Opdrachten:
(1) Kijk voor elke uitspraak of die klopt met de tekst over Litmanen. Antwoord met ja of nee en citeer letterlijk de woorden uit de tekst die de doorslag geven.
(a) Een voetballer is volgens de tekst in de eerste plaats een teamspeler.
(b) De Ajax-supporters maakten een eigen lied over Litmanen.
(c) Volgens de tekst moet elke voetballer met een biografie een Cruyff of Maradona zijn.
(2) Neem uit de tekst over Litmanen woord voor woord het stuk over dat begint met de woorden "Op z’n minst" en eindigt met "garant voor geeuwen.".

Tekst:
________________________________________
De volgende vraag lijkt me heel redelijk en gerechtvaardigd: ‘Is het nodig dat er aan elke goede voetballer een biografie wordt gewijd?’ Daar moest ik aan denken toen ik vernam dat er een over Jari Litmanen verscheen.
Op z’n minst zouden we ons in dit verband moeten afvragen waar de grens ligt. Een voetballer, en dat blijkt maar al te zeer uit dit boek en niet in het minst uit Litmanens eigen overwegingen, is in de eerste plaats immers een teamspeler. Om een biografie waard te zijn moet hij dus boven de teams en boven de spelersmassa uit steken, en liefst niet te weinig. Het hoeven echt niet allemaal Cruyffs of Maradona’s te zijn, maar wel exceptioneel goede spelers met doorslaggevende capaciteiten.
Ze moeten ook beslist interessant zijn als sportman en persoonlijkheid. Er bestaan heel grote voetballers die dat totaal níet zijn, en daarmee ook geen biografie waard. De heer L. Messi te Miami bijvoorbeeld staat vooral garant voor geeuwen.
Daar maakt Jari Litmanen al het verschil: op hem componeerden de nogal op voetbalgezang gestelde Ajax-supporters een befaamde eigen ode, uit pure liefde voor zijn figuur. De Fin had zich razendsnel tot Ajacied pur sang ontwikkeld met de teamgeest, branie en clubliefde die ze zo graag zagen. En ja, Litmanen wás als speler een onmisbare schakel in het elftalcollectief. Zonder hem had Ajax in 1995 de Champions League waarschijnlijk niet gewonnen. Daar getuigen ook zijn toenmalige teamgenoten van. Jari Litmanen verdient kortom gerust een biografie.
________________________________________
Gegevens:
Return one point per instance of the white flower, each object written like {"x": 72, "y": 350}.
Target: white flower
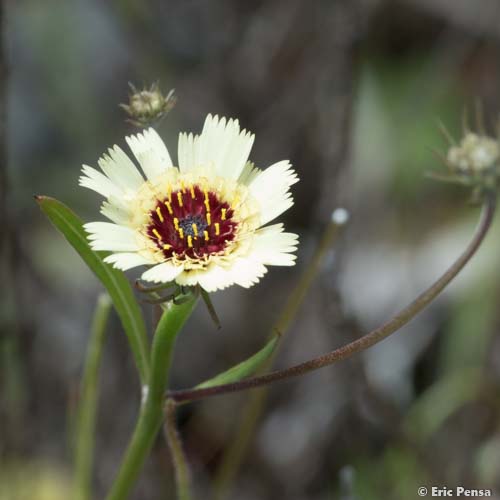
________________________________________
Antwoorden:
(1)
(a) Ja: "is in de eerste plaats immers een teamspeler"
(b) Ja: "componeerden de nogal op voetbalgezang gestelde Ajax-supporters een befaamde eigen ode"
(c) Nee: "Het hoeven echt niet allemaal Cruyffs of Maradona’s te zijn"

(2)
Op z’n minst zouden we ons in dit verband moeten afvragen waar de grens ligt. Een voetballer, en dat blijkt maar al te zeer uit dit boek en niet in het minst uit Litmanens eigen overwegingen, is in de eerste plaats immers een teamspeler. Om een biografie waard te zijn moet hij dus boven de teams en boven de spelersmassa uit steken, en liefst niet te weinig. Het hoeven echt niet allemaal Cruyffs of Maradona’s te zijn, maar wel exceptioneel goede spelers met doorslaggevende capaciteiten.
Ze moeten ook beslist interessant zijn als sportman en persoonlijkheid. Er bestaan heel grote voetballers die dat totaal níet zijn, en daarmee ook geen biografie waard. De heer L. Messi te Miami bijvoorbeeld staat vooral garant voor geeuwen.